## Begin Records to use
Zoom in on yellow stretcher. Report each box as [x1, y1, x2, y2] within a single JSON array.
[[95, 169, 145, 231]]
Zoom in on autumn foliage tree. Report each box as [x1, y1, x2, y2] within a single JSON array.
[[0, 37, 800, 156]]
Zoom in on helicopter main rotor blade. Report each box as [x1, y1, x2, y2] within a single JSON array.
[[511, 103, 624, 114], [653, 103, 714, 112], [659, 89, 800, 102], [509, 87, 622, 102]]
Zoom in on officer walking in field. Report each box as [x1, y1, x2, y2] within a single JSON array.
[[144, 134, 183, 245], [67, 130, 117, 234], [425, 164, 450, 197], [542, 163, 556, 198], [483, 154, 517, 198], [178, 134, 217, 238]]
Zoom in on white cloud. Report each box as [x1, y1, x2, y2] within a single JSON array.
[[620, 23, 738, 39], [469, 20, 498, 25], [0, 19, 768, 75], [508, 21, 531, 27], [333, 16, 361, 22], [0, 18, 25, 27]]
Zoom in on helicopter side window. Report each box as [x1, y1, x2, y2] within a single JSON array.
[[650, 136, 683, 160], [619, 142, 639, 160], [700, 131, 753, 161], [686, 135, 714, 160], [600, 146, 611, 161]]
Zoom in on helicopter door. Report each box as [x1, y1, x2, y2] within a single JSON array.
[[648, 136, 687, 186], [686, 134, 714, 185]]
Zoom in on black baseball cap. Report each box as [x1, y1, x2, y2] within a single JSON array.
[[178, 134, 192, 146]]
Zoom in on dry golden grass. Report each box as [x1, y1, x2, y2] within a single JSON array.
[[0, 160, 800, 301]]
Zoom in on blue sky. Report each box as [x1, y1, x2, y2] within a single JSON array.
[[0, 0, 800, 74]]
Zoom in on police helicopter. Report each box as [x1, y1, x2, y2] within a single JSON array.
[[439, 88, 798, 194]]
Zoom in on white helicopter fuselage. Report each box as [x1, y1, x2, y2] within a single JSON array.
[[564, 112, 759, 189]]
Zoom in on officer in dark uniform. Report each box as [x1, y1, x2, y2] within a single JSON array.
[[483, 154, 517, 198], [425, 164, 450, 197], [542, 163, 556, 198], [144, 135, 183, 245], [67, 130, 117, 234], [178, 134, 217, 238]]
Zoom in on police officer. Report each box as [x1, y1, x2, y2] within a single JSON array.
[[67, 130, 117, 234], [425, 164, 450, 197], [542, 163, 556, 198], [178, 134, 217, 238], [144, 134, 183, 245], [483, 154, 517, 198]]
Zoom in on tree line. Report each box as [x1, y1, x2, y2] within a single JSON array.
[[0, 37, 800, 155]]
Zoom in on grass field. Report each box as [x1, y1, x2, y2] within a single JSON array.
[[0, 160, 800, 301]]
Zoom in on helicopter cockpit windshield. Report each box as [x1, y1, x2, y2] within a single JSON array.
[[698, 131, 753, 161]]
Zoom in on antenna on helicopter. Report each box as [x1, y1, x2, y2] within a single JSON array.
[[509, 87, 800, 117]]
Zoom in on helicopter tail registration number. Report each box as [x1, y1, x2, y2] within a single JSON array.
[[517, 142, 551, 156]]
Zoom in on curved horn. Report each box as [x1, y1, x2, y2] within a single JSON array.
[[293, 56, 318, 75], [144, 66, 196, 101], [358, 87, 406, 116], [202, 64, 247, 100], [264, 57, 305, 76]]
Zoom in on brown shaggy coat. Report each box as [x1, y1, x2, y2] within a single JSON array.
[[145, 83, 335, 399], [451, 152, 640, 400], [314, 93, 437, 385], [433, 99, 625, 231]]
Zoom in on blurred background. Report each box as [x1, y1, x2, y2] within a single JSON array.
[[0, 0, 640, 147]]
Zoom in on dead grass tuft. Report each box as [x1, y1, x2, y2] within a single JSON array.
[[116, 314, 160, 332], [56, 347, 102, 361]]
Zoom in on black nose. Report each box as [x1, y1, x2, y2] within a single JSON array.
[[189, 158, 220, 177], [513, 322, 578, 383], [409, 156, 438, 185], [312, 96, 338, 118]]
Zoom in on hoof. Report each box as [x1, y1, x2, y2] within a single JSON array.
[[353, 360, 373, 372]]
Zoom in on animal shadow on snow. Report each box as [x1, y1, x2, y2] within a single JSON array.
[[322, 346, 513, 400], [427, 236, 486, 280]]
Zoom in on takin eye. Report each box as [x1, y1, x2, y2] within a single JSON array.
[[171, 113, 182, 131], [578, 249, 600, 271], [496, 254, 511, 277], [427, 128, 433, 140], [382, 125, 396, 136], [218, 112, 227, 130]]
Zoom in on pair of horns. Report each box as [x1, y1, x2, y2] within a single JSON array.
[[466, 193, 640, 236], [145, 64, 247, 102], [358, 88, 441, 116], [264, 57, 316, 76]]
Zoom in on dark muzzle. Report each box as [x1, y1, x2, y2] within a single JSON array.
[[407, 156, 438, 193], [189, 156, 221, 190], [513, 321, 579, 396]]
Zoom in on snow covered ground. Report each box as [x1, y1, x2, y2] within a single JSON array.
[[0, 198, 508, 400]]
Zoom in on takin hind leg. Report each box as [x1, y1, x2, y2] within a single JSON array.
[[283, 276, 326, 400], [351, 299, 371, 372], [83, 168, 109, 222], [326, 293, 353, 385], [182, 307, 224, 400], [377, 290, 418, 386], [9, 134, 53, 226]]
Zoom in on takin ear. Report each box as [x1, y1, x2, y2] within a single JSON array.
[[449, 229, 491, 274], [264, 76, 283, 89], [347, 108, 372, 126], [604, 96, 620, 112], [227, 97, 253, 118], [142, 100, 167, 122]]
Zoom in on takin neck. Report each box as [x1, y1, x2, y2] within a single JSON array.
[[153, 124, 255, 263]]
## End Records to use
■ Task goal
Render all the records above as a two-column CSV with the columns instruction and response, one row per record, placing each record's text and its answer in separate fields. Enclose every field in double quotes and replace any line breaks with spaces.

■ Solution for this problem
instruction,response
"Zoom in on yellow stretcher. Report each box as [x1, y1, x2, y2] within a single JSON array.","[[95, 169, 145, 231]]"
"Zoom in on autumn foliage tree. Report each box as [x1, y1, x2, y2] within a single JSON array.","[[0, 37, 800, 156]]"
"Zoom in on helicopter main rotor blade. Report each box as [x1, y1, x2, y2] within a single JSON array.","[[511, 103, 624, 114], [653, 103, 714, 112], [659, 89, 800, 102], [509, 87, 622, 102]]"
"Zoom in on officer walking in field. Report each box as [x1, y1, x2, y2] within a single JSON array.","[[144, 134, 183, 245], [67, 130, 117, 234], [425, 164, 450, 197], [542, 163, 556, 198], [483, 154, 517, 198], [178, 134, 217, 238]]"
"Zoom in on white cloud. Report each box as [x1, y1, x2, y2] within a single JSON array.","[[620, 23, 738, 39], [469, 20, 498, 25], [0, 19, 768, 75], [508, 21, 531, 27], [333, 16, 361, 22], [0, 18, 25, 27]]"
"Zoom in on helicopter side window. Report each box as [x1, y1, x2, y2] within a single JSON array.","[[650, 136, 683, 160], [619, 142, 639, 160], [700, 131, 753, 161], [686, 135, 714, 160], [600, 146, 611, 161]]"
"Zoom in on helicopter door. Report each box as [x1, y1, x2, y2] within a single JSON array.","[[648, 136, 687, 186], [686, 134, 714, 185]]"
"Zoom in on black baseball cap. Report each box as [x1, y1, x2, y2] within a single JSON array.","[[178, 134, 192, 146]]"
"Zoom in on dry golden grass. Report each box as [x1, y1, x2, y2] within a single JSON array.","[[0, 160, 800, 301]]"
"Zoom in on blue sky. Report each box as [x1, y1, x2, y2] within a single JSON array.","[[0, 0, 800, 74]]"
"Zoom in on police helicopter. Report each box as [x1, y1, x2, y2] within a single JSON array.","[[439, 88, 798, 194]]"
"Zoom in on white helicopter fuselage. Report each box as [x1, y1, x2, y2] within a single JSON array.","[[564, 112, 759, 189]]"
"Zoom in on officer in dark uniform. Report each box as [x1, y1, x2, y2] within a single JSON array.","[[483, 154, 517, 198], [425, 164, 450, 197], [542, 163, 556, 198], [144, 135, 183, 245], [67, 130, 117, 234], [178, 134, 217, 238]]"
"Zoom in on police officer. Report each box as [x1, y1, x2, y2] within a single JSON array.","[[67, 130, 117, 234], [425, 164, 450, 197], [542, 163, 556, 198], [178, 134, 217, 238], [144, 134, 183, 245], [483, 154, 517, 198]]"
"Zoom in on tree line. Report each box as [x1, y1, x2, y2] within a single JSON array.","[[0, 37, 800, 155]]"
"Zoom in on grass field. Report each box as [x1, y1, x2, y2] within a single JSON array.","[[0, 160, 800, 301]]"
"Zoom in on helicopter cockpit windshield. Report each box as [x1, y1, x2, y2] within a single JSON array.","[[698, 131, 753, 161]]"
"Zoom in on antenna on helicopter. Report each box as [x1, y1, x2, y2] within a single JSON array.","[[509, 87, 800, 117]]"
"Zoom in on helicopter tail registration number. Report each box as [x1, y1, x2, y2] within a single JSON array.","[[517, 142, 551, 156]]"
"Zoom in on curved horn. Report each box as [x1, y1, x2, y2] within a single JSON array.","[[293, 56, 318, 75], [144, 66, 196, 101], [358, 87, 406, 116], [202, 64, 247, 100], [264, 57, 305, 76]]"
"Zoom in on brown shaggy coat. Report each box as [x1, y1, x2, y2] within a single JSON array.","[[145, 83, 335, 399], [451, 152, 640, 400], [314, 93, 437, 385], [433, 99, 625, 231]]"
"Zoom in on blurred background. Report each box as [x1, y1, x2, y2] within a single JSON array.","[[0, 0, 640, 147]]"
"Zoom in on dead grass tuft. Report each box as [x1, y1, x2, y2] within a single JSON array.","[[116, 314, 160, 332], [56, 347, 102, 361]]"
"Zoom in on black nose. Report each box as [x1, y1, x2, y2] within a single JSON array.","[[189, 158, 220, 177], [513, 322, 578, 383], [409, 156, 438, 185], [312, 96, 338, 118]]"
"Zoom in on hoof. Report each box as [x1, y1, x2, y2] within a single JSON array.","[[353, 360, 373, 372]]"
"Zoom in on animal shadow on snow. Report each box as [x1, y1, x2, y2] within a single JSON array.","[[322, 346, 513, 400], [427, 236, 486, 280]]"
"Zoom in on takin eye. Report each box as [x1, y1, x2, y2] within a single JSON array.","[[171, 113, 182, 131], [578, 249, 600, 271], [496, 254, 511, 277], [427, 128, 433, 140], [382, 125, 396, 136], [218, 112, 227, 130]]"
"Zoom in on pair of horns. Report each box as [x1, y1, x2, y2] within a single JSON array.","[[466, 193, 640, 236], [145, 64, 247, 102], [358, 88, 441, 116], [264, 57, 316, 76]]"
"Zoom in on dark muzzle. Report each box as [x1, y1, x2, y2] within a single JSON array.","[[407, 156, 438, 193], [189, 156, 221, 190], [513, 321, 579, 396]]"
"Zoom in on snow covered ground. Report each box as [x1, y1, x2, y2] within a single JSON array.","[[0, 198, 508, 400]]"
"Zoom in on takin hind leg. Report each box as [x1, y1, x2, y2] within a single JSON array.","[[283, 276, 326, 400], [351, 299, 371, 372], [83, 168, 109, 222], [326, 293, 353, 385], [182, 307, 224, 400], [377, 290, 418, 386], [9, 134, 53, 226]]"
"Zoom in on takin ear. Report each box as [x1, y1, x2, y2] within a single JSON array.","[[449, 229, 491, 274], [264, 76, 283, 89], [347, 108, 372, 126], [604, 96, 620, 112], [227, 97, 253, 118], [142, 100, 167, 122]]"
"Zoom in on takin neck. Report each box as [x1, y1, x2, y2] within a single JSON array.","[[153, 124, 255, 263]]"